» Job: Count the lines in the material below that contain the string "windshield", and give only the number.
** begin Records to use **
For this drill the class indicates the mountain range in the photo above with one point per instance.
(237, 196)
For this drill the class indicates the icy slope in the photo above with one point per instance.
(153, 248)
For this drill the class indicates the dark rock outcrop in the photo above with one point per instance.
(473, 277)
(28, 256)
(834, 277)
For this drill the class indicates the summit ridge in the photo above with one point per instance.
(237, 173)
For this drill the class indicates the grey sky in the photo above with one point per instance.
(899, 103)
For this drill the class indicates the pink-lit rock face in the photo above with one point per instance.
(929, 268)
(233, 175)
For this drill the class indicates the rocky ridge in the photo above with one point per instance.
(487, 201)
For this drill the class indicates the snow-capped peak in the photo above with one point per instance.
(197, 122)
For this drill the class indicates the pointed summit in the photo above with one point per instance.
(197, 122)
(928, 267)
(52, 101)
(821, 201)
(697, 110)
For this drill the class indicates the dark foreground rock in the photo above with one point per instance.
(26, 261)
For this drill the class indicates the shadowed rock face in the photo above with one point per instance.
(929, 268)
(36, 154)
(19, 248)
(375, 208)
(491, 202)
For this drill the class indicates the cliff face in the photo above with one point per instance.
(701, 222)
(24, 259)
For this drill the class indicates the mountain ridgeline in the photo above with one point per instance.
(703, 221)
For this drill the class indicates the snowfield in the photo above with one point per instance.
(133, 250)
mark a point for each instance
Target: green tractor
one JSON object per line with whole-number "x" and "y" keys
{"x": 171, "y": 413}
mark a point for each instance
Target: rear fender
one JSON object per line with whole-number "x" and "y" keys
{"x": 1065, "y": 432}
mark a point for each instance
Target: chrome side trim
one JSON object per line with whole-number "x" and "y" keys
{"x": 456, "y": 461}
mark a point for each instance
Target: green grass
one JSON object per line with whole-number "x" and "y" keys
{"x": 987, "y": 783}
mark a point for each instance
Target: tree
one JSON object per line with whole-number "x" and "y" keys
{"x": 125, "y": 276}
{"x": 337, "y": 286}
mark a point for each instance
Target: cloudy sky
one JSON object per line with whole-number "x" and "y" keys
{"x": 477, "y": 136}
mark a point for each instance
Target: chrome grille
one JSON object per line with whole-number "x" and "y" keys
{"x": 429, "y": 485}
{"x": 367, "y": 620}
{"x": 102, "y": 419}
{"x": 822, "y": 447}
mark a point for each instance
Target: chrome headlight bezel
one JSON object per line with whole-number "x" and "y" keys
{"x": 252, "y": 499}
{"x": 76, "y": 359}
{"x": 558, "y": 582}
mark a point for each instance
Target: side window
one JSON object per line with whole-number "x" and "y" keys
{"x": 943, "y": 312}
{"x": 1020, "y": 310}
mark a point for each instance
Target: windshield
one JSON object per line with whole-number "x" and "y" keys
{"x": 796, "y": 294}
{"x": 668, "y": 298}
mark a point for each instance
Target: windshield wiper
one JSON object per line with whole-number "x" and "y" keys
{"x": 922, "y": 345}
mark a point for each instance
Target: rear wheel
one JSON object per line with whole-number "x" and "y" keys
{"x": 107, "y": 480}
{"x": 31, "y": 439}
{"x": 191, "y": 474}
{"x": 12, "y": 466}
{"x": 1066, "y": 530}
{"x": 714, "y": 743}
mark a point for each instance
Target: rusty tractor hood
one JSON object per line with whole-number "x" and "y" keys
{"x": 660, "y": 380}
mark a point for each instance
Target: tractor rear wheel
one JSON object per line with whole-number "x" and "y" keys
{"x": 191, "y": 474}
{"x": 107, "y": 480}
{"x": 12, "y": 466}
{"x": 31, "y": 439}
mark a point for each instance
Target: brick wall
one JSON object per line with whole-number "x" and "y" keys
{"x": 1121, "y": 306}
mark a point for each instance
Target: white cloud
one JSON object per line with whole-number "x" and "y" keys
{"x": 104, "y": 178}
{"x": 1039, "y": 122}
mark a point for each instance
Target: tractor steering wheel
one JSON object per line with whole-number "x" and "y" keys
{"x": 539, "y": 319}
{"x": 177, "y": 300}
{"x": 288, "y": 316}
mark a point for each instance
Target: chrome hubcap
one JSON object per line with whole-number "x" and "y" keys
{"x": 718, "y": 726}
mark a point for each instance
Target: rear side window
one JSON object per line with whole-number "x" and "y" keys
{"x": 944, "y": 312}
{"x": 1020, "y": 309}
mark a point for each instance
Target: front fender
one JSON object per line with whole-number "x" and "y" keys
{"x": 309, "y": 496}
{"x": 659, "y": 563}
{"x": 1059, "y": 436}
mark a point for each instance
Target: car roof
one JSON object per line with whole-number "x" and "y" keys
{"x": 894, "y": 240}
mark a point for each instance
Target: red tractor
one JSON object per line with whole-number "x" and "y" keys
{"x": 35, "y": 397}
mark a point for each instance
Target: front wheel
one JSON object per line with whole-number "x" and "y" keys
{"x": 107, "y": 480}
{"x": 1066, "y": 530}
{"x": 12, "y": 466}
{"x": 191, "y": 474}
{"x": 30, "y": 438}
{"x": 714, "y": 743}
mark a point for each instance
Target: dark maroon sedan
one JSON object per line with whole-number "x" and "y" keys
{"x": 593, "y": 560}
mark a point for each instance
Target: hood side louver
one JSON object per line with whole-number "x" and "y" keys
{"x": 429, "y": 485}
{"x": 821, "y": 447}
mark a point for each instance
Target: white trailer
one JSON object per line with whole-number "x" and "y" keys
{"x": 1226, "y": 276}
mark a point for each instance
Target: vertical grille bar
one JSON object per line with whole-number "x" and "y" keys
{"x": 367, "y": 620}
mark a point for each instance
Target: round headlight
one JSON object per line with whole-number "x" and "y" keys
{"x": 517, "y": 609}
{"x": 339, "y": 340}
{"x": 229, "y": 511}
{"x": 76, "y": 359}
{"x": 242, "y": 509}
** end Records to use **
» Final result: 2